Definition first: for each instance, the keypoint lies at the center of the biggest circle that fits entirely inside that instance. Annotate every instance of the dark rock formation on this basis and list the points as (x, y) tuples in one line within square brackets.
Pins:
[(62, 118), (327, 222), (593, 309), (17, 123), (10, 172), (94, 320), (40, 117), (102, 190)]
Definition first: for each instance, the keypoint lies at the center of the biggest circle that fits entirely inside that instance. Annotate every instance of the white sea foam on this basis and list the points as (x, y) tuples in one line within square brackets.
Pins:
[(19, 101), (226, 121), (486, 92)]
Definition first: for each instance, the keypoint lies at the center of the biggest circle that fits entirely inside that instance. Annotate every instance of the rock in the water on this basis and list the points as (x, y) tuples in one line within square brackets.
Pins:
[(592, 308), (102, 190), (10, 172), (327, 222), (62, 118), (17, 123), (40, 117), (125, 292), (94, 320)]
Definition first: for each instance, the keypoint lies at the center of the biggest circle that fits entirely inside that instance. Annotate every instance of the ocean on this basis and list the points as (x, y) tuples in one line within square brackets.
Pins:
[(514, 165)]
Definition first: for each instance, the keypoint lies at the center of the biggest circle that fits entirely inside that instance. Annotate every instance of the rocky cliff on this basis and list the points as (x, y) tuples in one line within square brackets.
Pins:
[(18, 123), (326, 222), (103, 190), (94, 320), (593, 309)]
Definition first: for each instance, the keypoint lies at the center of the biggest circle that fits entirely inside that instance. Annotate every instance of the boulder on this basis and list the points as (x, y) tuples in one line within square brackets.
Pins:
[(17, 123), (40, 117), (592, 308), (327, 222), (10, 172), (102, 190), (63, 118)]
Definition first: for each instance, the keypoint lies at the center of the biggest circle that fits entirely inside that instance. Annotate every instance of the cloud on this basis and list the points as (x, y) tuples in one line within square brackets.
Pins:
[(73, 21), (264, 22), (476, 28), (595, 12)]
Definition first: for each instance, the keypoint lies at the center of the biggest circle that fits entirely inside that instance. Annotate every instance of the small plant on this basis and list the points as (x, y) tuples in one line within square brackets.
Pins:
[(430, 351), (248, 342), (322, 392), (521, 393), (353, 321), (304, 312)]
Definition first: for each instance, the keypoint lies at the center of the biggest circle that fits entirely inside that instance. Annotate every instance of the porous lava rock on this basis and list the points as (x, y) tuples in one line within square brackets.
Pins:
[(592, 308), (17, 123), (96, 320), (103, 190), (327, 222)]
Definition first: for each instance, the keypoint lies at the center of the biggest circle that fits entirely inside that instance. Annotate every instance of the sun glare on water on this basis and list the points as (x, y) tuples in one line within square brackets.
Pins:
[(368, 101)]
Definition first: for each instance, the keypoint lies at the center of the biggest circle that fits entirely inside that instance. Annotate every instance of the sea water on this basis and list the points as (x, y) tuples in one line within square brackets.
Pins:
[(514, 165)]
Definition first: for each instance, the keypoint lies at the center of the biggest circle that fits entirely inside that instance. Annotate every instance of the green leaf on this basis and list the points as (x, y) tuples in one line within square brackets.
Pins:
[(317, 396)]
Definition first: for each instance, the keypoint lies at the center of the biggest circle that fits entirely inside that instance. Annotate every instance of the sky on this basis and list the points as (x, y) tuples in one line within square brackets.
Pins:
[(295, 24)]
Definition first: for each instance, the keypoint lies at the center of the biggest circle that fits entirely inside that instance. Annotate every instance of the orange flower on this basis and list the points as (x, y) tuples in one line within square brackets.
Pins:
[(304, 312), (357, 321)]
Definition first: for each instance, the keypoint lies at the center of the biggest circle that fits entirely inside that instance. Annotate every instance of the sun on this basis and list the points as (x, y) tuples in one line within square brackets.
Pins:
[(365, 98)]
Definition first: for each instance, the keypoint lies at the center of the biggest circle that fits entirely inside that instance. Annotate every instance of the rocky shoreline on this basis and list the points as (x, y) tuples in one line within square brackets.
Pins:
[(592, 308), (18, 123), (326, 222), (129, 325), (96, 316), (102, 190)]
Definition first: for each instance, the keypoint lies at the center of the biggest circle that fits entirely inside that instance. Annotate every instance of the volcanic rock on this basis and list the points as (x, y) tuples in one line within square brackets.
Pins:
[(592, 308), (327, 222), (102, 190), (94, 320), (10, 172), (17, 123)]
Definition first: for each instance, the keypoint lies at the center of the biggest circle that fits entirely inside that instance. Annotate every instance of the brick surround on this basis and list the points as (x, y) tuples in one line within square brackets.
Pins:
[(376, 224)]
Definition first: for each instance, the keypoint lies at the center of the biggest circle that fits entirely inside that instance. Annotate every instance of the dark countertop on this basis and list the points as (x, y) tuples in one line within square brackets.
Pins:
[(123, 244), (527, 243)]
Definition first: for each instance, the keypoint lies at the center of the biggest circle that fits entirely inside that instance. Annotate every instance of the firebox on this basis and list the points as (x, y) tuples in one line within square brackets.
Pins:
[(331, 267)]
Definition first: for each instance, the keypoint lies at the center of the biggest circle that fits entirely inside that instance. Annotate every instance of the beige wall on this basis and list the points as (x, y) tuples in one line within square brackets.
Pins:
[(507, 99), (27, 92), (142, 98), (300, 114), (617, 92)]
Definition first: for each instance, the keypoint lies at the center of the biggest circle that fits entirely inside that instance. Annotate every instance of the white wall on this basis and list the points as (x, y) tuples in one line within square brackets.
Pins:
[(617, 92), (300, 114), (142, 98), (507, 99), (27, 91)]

.....

**SET TASK:** Rewrite the records as a Markdown table, starting at the line that contains "the dark countertop" and ending at the line that contains "[(123, 244), (527, 243)]". Use the columns Row No. and Record Line, number each row, and leave out blank lines.

**TASK ANSWER:**
| Row No. | Record Line |
|---|---|
| 1 | Definition first: for each instance, the keypoint lies at the center of the biggest circle that fits entirely inside that instance. Annotate every instance of the dark countertop on this basis and list the points as (x, y) tuples in one line within square brackets. |
| 2 | Pins: |
| 3 | [(123, 244), (527, 243)] |